About this task: Everything in the records below must be repeated exactly, except the pictures.

Recorded data:
***

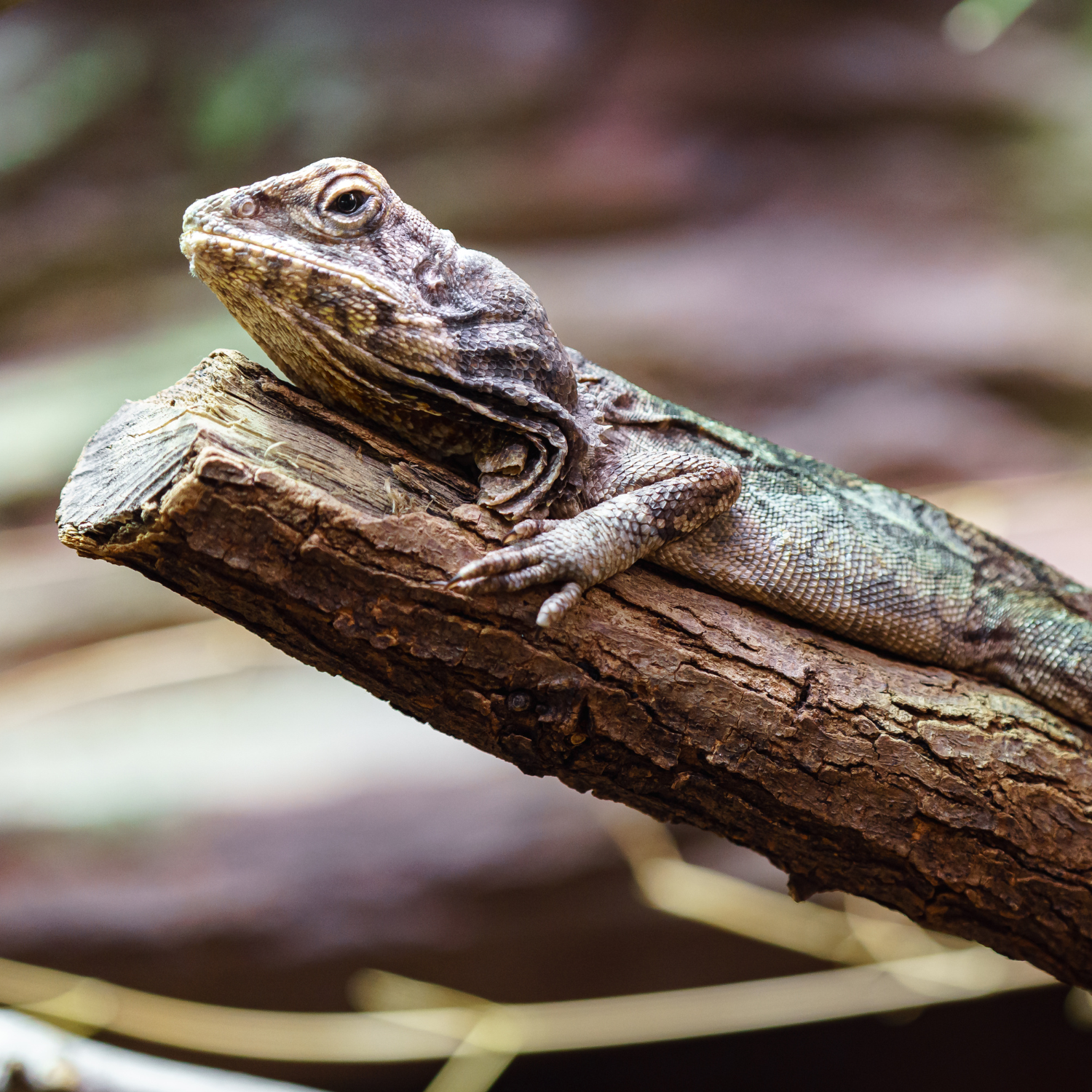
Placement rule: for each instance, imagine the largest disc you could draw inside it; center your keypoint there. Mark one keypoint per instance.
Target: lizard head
(371, 308)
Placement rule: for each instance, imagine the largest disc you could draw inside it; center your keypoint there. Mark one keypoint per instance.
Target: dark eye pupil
(347, 203)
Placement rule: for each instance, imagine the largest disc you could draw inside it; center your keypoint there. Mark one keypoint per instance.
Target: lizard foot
(537, 552)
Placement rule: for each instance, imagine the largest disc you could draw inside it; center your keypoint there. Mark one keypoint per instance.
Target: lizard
(371, 309)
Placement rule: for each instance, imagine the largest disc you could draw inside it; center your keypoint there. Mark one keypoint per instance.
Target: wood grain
(960, 804)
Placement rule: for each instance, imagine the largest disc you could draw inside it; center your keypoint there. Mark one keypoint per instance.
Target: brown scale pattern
(376, 312)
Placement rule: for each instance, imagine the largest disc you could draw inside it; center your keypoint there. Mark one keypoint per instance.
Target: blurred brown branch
(960, 804)
(34, 1056)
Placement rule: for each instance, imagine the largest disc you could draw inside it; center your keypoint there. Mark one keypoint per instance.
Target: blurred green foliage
(50, 94)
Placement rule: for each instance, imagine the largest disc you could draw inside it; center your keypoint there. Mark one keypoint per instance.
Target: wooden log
(957, 802)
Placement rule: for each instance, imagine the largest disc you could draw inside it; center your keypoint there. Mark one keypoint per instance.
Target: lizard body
(371, 308)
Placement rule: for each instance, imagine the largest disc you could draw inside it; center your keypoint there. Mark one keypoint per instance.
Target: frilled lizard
(371, 308)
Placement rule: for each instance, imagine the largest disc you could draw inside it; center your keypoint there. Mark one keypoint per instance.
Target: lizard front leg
(686, 491)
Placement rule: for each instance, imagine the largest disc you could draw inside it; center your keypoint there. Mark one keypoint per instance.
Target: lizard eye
(347, 207)
(349, 202)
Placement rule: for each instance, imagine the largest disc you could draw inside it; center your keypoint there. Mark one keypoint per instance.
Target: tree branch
(957, 802)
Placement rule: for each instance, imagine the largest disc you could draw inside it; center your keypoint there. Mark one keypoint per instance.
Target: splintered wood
(960, 804)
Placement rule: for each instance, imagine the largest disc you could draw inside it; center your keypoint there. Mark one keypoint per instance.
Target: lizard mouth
(199, 242)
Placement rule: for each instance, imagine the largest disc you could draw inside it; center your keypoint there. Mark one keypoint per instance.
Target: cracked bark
(960, 804)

***

Your solution:
Placement rule: for each instance, imagine the largest disc you could draw inside it; center your keypoint there. Mark one keypoint per instance.
Target: lizard head
(371, 308)
Placement rule: for each instance, imagine the largest disc you could draw inside it; center your keypoint there. Mark one keypoint per instance.
Target: dark eye pupil
(347, 203)
Placement rule: for each instance, imagine the largest disc you could draw inside it; center your keypoint there. Mark one keypoint per instance.
Target: lizard foot
(537, 552)
Placement rule: for each instance, imagine the largest disc you could draw inside it; center your keypoint there. Mark one keypoint per instance.
Target: lizard
(371, 309)
Placement rule: for each instance, imagine the largest disc you could draw inside it; center your keypoint there. Mark one keypoint per instance.
Target: wood grain
(960, 804)
Placement rule: for each instance, imagine the largest disc you could draw inside it; center your keypoint there. Mark one keypoint per instance.
Target: brown scale pattern
(376, 312)
Placement rule: for each instance, imagine the largest disc you could draw inside it; center your keypoint there. Mark one keypoint per instance.
Target: blurred brown branch
(960, 804)
(34, 1056)
Placement rule: for each instance, imagine the largest disc you could draw inside it; center your keypoint there. Mark one keypoint per instance.
Target: blurred green foliage
(50, 94)
Placement rule: for each instance, imagine the largest disc you could draw inside it; center your keypoint there. Mark one keypoint per instance.
Target: wooden log
(957, 802)
Placement rule: for each instance, imagine the largest disc you could draw inside it; center your keypoint there. Mark one keypoint per instance.
Target: lizard body
(371, 308)
Placement rule: for each instance, imagine the largest disc you could draw inside it; center your keypoint there. Mark one keypoint per instance.
Target: frilled lizard
(371, 308)
Placement rule: for each instance, imagine the largest disc you could draw inside it; center your keypoint there. Mark one keypoint per instance.
Target: lizard front leg
(686, 491)
Placement rule: for each instance, imagine the largest disc you could draw inside it; center your keypoint there. Mark one keypoint per instance.
Target: lizard eye
(347, 207)
(349, 202)
Placement rule: for each instance, imagine the largest disc you could draw inside it; center your keypoint there. Mark one keypoint per instance.
Target: tree branch
(957, 802)
Placement rule: for each instance, imagine the largest disc you could draw inside it; center your keypoint there. Mark one keypoint per instance.
Target: splintered wood
(960, 804)
Placement rule: for each instance, imagine the largest disc you could draw inside it; center your keypoint there. Mark one keypoint per instance.
Target: lizard mouth
(199, 242)
Placement rule: for each instance, imagine the largest disc you could draw inside it; center your keypoint there. Mark one keypoint per instance.
Target: cracked bark
(960, 804)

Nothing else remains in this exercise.